Exercises —
(1) Please list every month named in the State of the Union article.
(2) Continue the State of the Union article after its last sentence.

Document text —
┄┄┄┄┄┄┄┄┄┄┄┄┄┄┄┄┄┄┄┄
A brief shining moment of unity
The bipartisan chants of “USA, USA!” echoing through the congressional chambers were encouraging.
It was one of several rare moments in which Republicans and Democrats overcame their deep differences and stood as one at last week’s State of the Union address.
Heading into the speech, President Donald Trump had hoped for a show of some bipartisan agreement to accent his “Choosing Greatness” speech, the official White House theme for the address.
“This is the time to rekindle the bonds of love and loyalty and memory that link us together as citizens, as neighbors, as patriots. … No matter the trials we face, no matter the challenges to come, we must go forward together,” he said in a preview to reporters.
The president received three consecutive standing ovations from the Democratic women who were dressed in white to celebrate 100 years of women having the right to vote.
“No one has benefited more from our thriving economy than women, who have filled 58 percent of the newly created jobs last year,” Trump said.
The female lawmakers rose and cheered, congratulating themselves with self-aggrandizing high-fives for filling many of the open congressional seats after last November’s elections.
Trump had a good one-liner.
“You weren’t supposed to do that,” he joked about their spontaneous nonpartisan reaction.
The 13 people invited by the president and first lady who “represent the very best of America” were responsible for other unifying moments.
Diagnosed with a rare brain tumor last year when she was 9, Grace Eline was the youngest to receive a standing ovation. She entered chemotherapy last May and was pronounced cancer free in October.
A White House press release told how Grace stayed positive and strong through her own ordeal, visiting hospitals to cheer up other patients, and always having a smile for the many caring medical professionals who treated her.
“Everyone who knows Grace would tell you that she has always been special. Wherever she goes, she brightens the room with her kind heart and infectious smile,” it stated.
┄┄┄┄┄┄┄┄┄┄┄┄┄┄┄┄┄┄┄┄
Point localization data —
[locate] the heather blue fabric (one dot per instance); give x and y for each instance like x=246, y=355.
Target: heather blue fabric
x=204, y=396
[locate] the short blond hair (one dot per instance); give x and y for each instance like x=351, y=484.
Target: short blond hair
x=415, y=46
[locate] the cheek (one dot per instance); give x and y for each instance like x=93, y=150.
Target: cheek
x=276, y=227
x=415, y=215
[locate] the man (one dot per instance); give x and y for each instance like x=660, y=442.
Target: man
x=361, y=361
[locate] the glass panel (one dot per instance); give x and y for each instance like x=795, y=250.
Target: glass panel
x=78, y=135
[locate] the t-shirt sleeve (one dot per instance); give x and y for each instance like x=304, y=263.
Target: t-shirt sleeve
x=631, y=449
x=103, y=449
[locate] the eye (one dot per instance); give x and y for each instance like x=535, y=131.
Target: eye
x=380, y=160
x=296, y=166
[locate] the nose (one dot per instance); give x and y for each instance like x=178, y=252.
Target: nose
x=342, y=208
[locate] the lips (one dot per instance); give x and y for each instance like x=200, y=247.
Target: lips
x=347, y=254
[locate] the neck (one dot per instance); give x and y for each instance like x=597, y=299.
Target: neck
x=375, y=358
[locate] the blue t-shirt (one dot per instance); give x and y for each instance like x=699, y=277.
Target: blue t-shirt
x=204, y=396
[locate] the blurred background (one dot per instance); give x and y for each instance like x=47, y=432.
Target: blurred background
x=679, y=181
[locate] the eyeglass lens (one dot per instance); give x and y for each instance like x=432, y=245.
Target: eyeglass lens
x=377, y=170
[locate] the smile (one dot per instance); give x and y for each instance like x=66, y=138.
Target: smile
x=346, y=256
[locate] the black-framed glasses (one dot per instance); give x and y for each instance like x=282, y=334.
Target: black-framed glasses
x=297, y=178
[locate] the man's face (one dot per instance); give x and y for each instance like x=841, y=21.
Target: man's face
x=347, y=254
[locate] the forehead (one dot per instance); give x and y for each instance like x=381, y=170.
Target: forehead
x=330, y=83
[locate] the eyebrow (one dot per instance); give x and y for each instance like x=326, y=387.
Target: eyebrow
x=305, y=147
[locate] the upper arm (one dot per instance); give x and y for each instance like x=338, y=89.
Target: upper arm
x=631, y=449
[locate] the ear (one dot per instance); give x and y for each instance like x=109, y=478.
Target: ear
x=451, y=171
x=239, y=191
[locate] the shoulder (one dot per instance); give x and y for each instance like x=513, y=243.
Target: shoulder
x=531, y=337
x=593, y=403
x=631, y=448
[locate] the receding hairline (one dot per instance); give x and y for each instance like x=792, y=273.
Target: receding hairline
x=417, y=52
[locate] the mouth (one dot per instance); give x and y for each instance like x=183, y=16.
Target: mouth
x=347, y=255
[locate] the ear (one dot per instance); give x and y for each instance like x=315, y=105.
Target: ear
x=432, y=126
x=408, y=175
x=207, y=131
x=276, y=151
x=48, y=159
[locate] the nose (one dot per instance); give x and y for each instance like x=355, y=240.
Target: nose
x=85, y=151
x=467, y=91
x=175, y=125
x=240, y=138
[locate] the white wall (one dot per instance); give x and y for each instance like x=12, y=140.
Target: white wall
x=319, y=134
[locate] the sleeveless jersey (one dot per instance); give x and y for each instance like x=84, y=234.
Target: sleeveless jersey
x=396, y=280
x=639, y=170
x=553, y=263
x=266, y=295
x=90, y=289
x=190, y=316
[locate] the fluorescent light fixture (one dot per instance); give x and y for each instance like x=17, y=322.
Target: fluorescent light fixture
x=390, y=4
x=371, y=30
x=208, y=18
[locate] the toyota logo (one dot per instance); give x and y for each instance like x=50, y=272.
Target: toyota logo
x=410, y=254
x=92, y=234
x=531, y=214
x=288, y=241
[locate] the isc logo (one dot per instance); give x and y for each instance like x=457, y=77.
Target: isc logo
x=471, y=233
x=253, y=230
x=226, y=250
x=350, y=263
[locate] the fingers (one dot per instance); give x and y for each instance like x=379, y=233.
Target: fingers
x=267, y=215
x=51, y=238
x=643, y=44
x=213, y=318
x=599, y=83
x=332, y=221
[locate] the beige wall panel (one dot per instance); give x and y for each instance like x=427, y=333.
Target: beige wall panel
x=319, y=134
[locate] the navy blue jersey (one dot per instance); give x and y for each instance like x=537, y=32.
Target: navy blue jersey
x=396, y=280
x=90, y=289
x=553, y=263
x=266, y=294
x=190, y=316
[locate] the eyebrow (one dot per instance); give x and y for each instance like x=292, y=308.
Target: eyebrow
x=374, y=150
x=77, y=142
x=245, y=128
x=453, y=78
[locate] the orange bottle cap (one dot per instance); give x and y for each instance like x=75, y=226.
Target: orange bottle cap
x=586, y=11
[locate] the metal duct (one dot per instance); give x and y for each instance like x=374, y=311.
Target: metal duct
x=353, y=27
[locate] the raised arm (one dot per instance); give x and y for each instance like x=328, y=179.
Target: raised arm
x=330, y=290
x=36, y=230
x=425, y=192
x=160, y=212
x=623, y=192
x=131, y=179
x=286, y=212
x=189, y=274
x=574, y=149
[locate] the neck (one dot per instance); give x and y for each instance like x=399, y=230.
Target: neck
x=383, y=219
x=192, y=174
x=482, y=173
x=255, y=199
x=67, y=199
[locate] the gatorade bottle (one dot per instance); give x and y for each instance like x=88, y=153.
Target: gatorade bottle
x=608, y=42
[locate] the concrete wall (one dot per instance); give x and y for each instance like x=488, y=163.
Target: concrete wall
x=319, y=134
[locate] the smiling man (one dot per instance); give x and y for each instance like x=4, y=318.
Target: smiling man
┄┄┄┄┄┄┄┄┄┄┄┄┄┄┄┄┄┄┄┄
Outputs in order —
(1) November, May, October

(2)
The president told how she requested donations to St. Jude’s Children’s Hospital in lieu of gifts on her birthdays since she was 4 years old. Grace beamed when she heard the president announce that his next budget will include $500 million over the next 10 years to fund new children’s cancer research.
Seated next to Grace for the president’s address was Joshua Trump, a sixth-grader from Delaware who was invited to the State of the Union address after getting bullied for his last name.
Also honored were three World War II veterans — Joseph Reilly, Irving Locker and Herman Zeitchik — who participated in the Allied invasion of Europe on D-Day; Navy Seaman Craig Wibberley, who was one of 17 sailors lost when terrorists attacked the USS Cole 18 years ago; and Timothy Matson, a Pittsburgh Police officer who survived multiple gunshot wounds during a synagogue shooting last October.
Astronaut Buzz Aldrin, one of the Apollo 11 astronauts who planted the American flag on the moon almost a half century ago, also earned applause from both sides of the aisle.
According CBS News poll, 76 percent of Americans who tuned in approved of Trump’s visionary speech while just 24 percent disapproved.
The president’s hope for unity lasted about 16 hours as House Intelligence Chairman Adam Schiff, a California Democrat, announced he would be leading a sweeping probe into his campaign’s possible coordination with Russia and his personal finances.
A famous line from Camelot states: “Don’t let it be forgot, that once there was a spot, for one brief shining moment, that was known as Camelot.”
We can apply that to last week’s State of the Union speech by changing the end phrase: … “for one brief shining moment, the legislative branch of government showed unity.”